- **Task requirements**
1. Decide whether each statement agrees with the forum thread, answering yes or no and quoting the deciding words: (a) at least one company makes tripod feet for those lenses; (b) Trey T claims the RF 70-200 f2.8 has a fixed length barrel; (c) CanonFanBoy calls a second card poor insurance.
2. From the forum thread, extract without alteration everything from "There's at least" down to "reference is strange.".

___ Excerpted passage

There's at least one company making tripod feet for those lenses.


----------



## uri.raz (May 7, 2019)

CanonFanBoy said:


> I can understand calling them a "trinity". The "Holy" part of this reference is strange.



Canon sells kits of all three lenses, blessed by the pope and wrapped in a shroud sprinkled with holy water.


----------



## Del Paso (May 7, 2019)

CanonFanBoy said:


> Then, even with a contract with an out due to equipment failure, a Bridezilla could still file a frivolous suit that would still have to be defended. So a second card is really good insurance.


I love your Bridezilla!


----------



## neuroanatomist (May 7, 2019)

Trey T said:


> RF 70-200 f2.8 is fixed length barrel!!!


Yeah, ‘cuz that like totally explains why there’s a zoom lock switch on the barrel.


----------



## Trey T (May 7, 2019)

neuroanatomist said:


> Yeah, ‘cuz that like totally explains why there’s a zoom lock switch on the barrel.


Thanks


----------



## SecureGSM (May 7, 2019)

neuroanatomist said:


> Yeah, ‘cuz that like totally explains why there’s a zoom lock switch on the barrel.

______
___ Supplied records

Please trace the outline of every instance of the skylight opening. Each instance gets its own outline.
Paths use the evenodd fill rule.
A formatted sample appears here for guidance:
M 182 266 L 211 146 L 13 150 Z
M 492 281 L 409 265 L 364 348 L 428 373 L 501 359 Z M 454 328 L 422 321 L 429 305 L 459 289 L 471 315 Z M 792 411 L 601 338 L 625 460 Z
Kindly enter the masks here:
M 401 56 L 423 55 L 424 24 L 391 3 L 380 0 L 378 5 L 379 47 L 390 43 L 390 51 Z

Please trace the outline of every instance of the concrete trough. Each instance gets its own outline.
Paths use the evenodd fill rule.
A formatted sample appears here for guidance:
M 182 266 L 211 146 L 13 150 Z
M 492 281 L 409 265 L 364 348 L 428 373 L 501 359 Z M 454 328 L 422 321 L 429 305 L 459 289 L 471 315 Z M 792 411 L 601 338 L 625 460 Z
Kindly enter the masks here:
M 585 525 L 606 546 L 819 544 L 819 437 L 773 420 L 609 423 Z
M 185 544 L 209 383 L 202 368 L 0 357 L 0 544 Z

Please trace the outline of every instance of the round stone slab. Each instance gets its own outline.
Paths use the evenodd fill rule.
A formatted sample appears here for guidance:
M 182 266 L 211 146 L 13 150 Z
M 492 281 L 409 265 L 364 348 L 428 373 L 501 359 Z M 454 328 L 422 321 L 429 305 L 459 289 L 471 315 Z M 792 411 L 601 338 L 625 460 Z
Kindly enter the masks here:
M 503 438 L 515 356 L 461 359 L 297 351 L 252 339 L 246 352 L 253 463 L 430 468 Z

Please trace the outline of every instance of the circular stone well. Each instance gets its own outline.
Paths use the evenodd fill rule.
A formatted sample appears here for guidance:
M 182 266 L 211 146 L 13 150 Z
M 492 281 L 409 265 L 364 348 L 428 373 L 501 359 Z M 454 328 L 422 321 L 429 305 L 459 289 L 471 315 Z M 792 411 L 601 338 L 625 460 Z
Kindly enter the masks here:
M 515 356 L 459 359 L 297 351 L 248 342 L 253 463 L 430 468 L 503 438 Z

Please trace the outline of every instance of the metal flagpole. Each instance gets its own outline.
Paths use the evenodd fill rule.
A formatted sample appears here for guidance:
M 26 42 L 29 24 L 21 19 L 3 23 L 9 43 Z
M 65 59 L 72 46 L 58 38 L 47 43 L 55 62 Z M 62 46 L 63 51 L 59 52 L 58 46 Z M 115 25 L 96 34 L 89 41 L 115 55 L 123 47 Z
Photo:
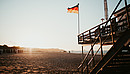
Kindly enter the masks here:
M 78 3 L 78 34 L 80 34 L 80 22 L 79 22 L 79 3 Z

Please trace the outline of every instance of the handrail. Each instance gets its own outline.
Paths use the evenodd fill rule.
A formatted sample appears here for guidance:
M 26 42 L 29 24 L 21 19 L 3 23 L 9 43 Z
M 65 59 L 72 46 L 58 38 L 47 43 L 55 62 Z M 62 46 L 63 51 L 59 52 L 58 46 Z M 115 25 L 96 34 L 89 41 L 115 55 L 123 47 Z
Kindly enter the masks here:
M 99 27 L 99 26 L 103 26 L 103 24 L 105 24 L 105 27 L 102 27 L 101 30 L 100 30 L 100 31 L 103 31 L 103 29 L 105 29 L 106 26 L 108 25 L 108 22 L 111 22 L 112 19 L 116 19 L 117 17 L 119 17 L 119 16 L 115 16 L 115 17 L 113 17 L 113 18 L 111 19 L 111 17 L 112 17 L 113 14 L 115 13 L 116 9 L 117 9 L 118 6 L 120 5 L 121 1 L 122 1 L 122 0 L 120 0 L 120 1 L 118 2 L 117 6 L 115 7 L 114 11 L 112 12 L 111 16 L 109 17 L 109 19 L 108 19 L 107 21 L 105 21 L 105 22 L 103 22 L 103 23 L 101 23 L 101 24 L 99 24 L 99 25 L 97 25 L 97 26 L 95 26 L 95 27 L 93 27 L 93 28 L 91 28 L 91 29 L 89 29 L 89 30 L 87 30 L 87 31 L 85 31 L 85 32 L 83 32 L 83 33 L 81 33 L 81 34 L 79 34 L 78 36 L 84 35 L 84 33 L 90 32 L 90 31 L 93 30 L 94 28 L 97 28 L 97 27 Z M 125 13 L 123 13 L 122 15 L 124 16 L 124 14 L 125 14 Z M 122 17 L 123 17 L 123 16 L 122 16 Z M 121 21 L 122 17 L 119 19 L 119 21 Z M 124 19 L 123 19 L 123 20 L 124 20 Z M 118 21 L 117 23 L 119 23 L 119 21 Z M 91 34 L 91 33 L 90 33 L 90 34 Z M 104 44 L 105 41 L 107 40 L 107 38 L 108 38 L 109 36 L 111 36 L 111 32 L 108 33 L 108 34 L 109 34 L 109 35 L 107 35 L 107 37 L 106 37 L 105 40 L 102 42 L 102 44 Z M 87 35 L 88 35 L 88 34 L 87 34 Z M 78 67 L 78 70 L 83 66 L 84 62 L 87 60 L 88 56 L 90 55 L 90 52 L 92 51 L 92 48 L 93 48 L 94 45 L 96 44 L 96 42 L 97 42 L 97 40 L 99 39 L 100 35 L 101 35 L 101 33 L 98 33 L 98 36 L 96 37 L 96 39 L 94 40 L 93 44 L 91 45 L 91 49 L 89 50 L 88 54 L 86 54 L 86 56 L 85 56 L 85 58 L 83 59 L 83 61 L 81 62 L 80 66 Z M 83 37 L 83 36 L 82 36 L 82 37 Z M 100 47 L 98 48 L 98 50 L 96 51 L 96 53 L 91 57 L 91 59 L 90 59 L 89 61 L 87 61 L 87 66 L 92 62 L 92 60 L 93 60 L 94 57 L 97 55 L 97 53 L 99 52 L 99 50 L 101 49 L 101 47 L 102 47 L 102 46 L 100 46 Z M 87 66 L 83 69 L 83 71 L 86 70 Z
M 120 0 L 120 1 L 118 2 L 118 4 L 117 4 L 116 8 L 114 9 L 114 11 L 112 12 L 112 14 L 111 14 L 110 18 L 109 18 L 107 21 L 105 21 L 105 22 L 103 22 L 103 23 L 101 23 L 101 24 L 99 24 L 99 25 L 97 25 L 97 26 L 95 26 L 95 27 L 93 27 L 93 28 L 91 28 L 91 29 L 89 29 L 89 30 L 87 30 L 87 31 L 83 32 L 83 33 L 86 33 L 86 32 L 88 32 L 88 31 L 90 31 L 90 30 L 92 30 L 92 29 L 94 29 L 94 28 L 96 28 L 96 27 L 98 27 L 98 26 L 100 26 L 100 25 L 102 25 L 102 24 L 105 24 L 105 23 L 109 22 L 109 21 L 111 20 L 112 15 L 115 13 L 115 11 L 116 11 L 117 7 L 118 7 L 118 6 L 119 6 L 119 4 L 121 3 L 121 1 L 122 1 L 122 0 Z M 81 34 L 83 34 L 83 33 L 81 33 Z M 81 34 L 79 34 L 79 35 L 81 35 Z M 79 35 L 78 35 L 78 36 L 79 36 Z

______

- **Solution set**
1.
(a) Yes: "There's at least one company making tripod feet for those lenses."
(b) Yes: "RF 70-200 f2.8 is fixed length barrel!!!"
(c) No: "So a second card is really good insurance."

2.
There's at least one company making tripod feet for those lenses.


----------



## uri.raz (May 7, 2019)

CanonFanBoy said:


> I can understand calling them a "trinity". The "Holy" part of this reference is strange.